Count the lines in the items below that contain the word "desk", treating uppercase and lowercase as different. Reply with the number only.

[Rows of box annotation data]
════════════════
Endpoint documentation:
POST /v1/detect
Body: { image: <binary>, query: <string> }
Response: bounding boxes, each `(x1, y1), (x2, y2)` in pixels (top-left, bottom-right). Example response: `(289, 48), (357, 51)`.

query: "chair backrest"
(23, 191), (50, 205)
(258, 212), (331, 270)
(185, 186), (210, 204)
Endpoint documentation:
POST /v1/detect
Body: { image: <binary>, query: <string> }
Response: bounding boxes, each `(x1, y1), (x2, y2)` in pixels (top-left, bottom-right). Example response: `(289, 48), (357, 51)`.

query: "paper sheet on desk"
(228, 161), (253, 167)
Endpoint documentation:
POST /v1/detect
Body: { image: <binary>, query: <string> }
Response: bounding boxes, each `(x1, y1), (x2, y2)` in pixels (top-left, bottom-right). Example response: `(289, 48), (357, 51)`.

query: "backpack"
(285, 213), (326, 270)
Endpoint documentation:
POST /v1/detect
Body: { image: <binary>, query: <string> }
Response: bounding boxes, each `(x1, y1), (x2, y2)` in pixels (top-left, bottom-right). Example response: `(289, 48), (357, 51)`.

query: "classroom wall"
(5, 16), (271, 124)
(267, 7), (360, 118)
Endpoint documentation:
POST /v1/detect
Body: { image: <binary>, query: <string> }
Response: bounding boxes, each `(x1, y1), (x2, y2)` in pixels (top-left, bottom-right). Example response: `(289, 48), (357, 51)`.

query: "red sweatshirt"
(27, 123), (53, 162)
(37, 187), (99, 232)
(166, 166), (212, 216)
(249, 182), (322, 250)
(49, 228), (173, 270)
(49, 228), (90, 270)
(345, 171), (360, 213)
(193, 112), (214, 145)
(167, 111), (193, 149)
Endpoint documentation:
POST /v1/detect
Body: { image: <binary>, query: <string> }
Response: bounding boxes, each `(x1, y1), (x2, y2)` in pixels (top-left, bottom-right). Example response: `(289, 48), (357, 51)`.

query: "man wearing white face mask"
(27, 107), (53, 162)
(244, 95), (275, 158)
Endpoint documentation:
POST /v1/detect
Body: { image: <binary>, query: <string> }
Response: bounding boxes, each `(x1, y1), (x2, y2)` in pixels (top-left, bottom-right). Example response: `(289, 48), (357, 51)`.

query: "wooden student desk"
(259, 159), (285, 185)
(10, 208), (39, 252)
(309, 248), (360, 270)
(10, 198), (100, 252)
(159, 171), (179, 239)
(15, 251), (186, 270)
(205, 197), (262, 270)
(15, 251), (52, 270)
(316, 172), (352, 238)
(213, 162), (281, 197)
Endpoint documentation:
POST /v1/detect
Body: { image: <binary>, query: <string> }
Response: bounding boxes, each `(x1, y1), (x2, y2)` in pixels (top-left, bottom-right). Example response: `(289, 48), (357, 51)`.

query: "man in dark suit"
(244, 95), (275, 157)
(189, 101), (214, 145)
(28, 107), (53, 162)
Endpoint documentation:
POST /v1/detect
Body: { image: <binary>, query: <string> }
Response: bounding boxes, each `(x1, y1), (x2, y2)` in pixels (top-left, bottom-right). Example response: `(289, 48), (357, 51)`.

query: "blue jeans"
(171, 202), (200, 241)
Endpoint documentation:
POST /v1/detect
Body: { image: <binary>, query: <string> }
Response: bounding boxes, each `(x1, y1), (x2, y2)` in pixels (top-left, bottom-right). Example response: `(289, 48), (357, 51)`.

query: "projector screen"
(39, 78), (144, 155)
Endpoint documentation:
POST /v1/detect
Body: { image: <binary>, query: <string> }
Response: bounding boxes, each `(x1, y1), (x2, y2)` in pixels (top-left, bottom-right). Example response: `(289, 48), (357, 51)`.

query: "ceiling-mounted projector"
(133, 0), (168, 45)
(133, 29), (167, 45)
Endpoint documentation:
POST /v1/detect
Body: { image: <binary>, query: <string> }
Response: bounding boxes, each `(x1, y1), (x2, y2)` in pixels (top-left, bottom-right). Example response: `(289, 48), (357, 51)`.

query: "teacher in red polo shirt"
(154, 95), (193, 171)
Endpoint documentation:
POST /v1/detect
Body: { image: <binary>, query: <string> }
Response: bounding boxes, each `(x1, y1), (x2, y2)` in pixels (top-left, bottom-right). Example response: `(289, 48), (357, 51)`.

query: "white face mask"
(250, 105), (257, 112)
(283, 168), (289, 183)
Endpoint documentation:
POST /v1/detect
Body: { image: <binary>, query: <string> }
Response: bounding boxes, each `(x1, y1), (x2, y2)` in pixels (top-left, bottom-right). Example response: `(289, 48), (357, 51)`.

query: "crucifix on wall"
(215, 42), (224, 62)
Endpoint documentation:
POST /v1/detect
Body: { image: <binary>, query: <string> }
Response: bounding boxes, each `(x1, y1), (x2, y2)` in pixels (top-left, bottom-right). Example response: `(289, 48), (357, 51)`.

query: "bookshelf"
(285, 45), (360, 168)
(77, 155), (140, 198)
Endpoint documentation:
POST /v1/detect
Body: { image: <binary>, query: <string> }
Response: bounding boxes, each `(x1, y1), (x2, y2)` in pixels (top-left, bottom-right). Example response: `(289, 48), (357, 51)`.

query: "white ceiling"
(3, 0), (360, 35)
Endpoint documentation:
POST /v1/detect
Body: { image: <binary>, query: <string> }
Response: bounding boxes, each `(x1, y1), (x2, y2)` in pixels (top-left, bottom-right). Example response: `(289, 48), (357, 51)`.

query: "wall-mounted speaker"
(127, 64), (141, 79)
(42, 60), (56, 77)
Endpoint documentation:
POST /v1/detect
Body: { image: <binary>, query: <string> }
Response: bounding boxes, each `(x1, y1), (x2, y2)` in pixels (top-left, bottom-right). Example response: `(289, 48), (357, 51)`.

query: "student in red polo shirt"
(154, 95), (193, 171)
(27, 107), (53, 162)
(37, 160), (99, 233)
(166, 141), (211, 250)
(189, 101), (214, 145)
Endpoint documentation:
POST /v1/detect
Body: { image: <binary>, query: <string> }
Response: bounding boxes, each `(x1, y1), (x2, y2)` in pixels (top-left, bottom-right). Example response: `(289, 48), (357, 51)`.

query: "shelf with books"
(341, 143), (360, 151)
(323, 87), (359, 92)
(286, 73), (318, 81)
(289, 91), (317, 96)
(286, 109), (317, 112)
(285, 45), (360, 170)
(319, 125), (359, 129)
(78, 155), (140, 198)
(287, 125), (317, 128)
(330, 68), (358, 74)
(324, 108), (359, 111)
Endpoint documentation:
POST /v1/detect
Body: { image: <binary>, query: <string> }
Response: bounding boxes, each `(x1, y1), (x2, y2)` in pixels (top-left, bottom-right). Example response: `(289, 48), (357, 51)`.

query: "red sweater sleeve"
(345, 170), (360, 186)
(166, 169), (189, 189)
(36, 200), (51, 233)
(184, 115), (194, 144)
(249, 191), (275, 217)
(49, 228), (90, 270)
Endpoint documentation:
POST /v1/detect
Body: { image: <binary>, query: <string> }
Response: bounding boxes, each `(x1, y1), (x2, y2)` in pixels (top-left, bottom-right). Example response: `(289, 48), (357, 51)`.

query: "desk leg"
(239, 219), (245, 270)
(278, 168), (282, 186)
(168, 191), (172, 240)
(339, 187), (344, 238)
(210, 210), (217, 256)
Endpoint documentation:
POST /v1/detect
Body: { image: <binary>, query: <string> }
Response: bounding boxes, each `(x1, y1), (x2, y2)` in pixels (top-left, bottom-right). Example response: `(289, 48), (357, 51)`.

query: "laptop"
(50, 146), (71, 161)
════════════════
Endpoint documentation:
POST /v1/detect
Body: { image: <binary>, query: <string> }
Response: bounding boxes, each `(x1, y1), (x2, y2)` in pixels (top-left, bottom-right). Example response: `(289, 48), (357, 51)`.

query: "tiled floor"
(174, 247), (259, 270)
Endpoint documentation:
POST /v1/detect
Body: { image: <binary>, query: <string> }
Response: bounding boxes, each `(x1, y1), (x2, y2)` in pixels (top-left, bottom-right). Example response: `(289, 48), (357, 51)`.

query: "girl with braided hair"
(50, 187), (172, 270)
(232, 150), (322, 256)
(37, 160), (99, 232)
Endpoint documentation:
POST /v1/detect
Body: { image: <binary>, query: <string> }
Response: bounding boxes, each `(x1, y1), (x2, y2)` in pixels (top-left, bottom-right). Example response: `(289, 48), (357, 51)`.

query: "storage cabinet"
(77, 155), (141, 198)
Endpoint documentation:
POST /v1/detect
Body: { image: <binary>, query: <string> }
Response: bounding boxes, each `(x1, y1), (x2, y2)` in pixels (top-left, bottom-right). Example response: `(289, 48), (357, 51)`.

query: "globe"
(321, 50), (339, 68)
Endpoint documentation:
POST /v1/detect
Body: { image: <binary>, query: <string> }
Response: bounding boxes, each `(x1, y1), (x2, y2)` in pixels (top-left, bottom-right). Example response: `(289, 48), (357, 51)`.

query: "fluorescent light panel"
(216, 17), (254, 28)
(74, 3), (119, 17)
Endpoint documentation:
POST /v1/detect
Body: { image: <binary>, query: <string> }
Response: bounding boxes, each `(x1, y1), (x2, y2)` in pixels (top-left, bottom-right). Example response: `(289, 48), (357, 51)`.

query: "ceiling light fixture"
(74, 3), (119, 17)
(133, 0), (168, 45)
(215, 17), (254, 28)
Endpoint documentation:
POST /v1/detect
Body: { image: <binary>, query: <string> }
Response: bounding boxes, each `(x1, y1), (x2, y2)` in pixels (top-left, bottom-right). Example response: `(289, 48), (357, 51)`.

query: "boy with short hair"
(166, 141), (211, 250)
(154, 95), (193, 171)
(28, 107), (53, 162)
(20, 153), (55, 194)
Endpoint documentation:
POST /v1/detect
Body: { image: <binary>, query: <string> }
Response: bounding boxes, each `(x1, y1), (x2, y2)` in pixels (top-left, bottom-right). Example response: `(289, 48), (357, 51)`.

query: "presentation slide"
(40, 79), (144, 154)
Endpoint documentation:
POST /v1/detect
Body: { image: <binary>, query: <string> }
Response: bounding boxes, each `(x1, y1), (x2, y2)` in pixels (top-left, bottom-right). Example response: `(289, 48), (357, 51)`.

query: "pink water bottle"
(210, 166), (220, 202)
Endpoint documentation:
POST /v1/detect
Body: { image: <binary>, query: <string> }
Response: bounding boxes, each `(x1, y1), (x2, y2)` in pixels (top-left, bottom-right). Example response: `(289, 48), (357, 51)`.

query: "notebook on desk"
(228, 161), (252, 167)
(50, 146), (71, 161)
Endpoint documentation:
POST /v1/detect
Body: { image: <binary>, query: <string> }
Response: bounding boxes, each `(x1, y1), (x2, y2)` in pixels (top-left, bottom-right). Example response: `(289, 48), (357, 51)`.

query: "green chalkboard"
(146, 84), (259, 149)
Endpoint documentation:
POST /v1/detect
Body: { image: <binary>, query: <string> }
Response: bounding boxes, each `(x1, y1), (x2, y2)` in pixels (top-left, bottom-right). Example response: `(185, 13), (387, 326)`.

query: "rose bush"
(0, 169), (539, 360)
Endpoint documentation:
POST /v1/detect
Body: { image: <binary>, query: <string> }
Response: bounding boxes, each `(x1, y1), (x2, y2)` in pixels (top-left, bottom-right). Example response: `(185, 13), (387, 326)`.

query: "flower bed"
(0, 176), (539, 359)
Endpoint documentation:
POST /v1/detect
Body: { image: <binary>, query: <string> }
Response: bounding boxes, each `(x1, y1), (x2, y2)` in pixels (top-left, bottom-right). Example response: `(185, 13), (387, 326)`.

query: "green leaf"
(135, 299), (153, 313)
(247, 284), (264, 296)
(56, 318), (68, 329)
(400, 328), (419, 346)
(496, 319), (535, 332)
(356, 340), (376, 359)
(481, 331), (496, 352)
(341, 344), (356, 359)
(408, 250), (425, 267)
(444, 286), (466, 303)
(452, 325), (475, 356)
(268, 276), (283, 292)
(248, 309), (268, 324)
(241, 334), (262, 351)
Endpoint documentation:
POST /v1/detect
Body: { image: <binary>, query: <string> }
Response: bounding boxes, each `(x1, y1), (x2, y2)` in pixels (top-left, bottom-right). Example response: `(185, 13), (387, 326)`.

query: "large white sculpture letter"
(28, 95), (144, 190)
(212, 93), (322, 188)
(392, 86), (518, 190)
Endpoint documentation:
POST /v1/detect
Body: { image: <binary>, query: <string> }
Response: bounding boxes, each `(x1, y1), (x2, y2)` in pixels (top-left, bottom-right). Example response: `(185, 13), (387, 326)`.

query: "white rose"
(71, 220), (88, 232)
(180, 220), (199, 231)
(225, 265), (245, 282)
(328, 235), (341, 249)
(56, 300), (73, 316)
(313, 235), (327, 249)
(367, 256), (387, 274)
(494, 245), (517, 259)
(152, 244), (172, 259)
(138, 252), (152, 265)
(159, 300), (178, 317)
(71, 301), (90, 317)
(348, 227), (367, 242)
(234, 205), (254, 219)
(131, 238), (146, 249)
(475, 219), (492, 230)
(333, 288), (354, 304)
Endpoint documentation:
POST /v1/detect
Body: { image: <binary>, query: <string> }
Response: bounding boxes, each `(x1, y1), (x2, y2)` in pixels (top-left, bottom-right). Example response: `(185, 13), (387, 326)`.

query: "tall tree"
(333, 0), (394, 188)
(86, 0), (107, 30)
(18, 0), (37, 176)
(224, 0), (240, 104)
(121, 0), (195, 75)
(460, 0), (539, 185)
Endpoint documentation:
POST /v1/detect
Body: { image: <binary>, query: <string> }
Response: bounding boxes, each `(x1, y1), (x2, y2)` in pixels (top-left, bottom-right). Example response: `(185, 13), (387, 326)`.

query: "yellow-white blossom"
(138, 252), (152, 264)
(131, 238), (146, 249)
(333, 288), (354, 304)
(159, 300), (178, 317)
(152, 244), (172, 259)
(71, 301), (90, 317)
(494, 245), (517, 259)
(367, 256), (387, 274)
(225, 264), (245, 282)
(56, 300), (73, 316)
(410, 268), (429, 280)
════════════════
__Response to this task__
4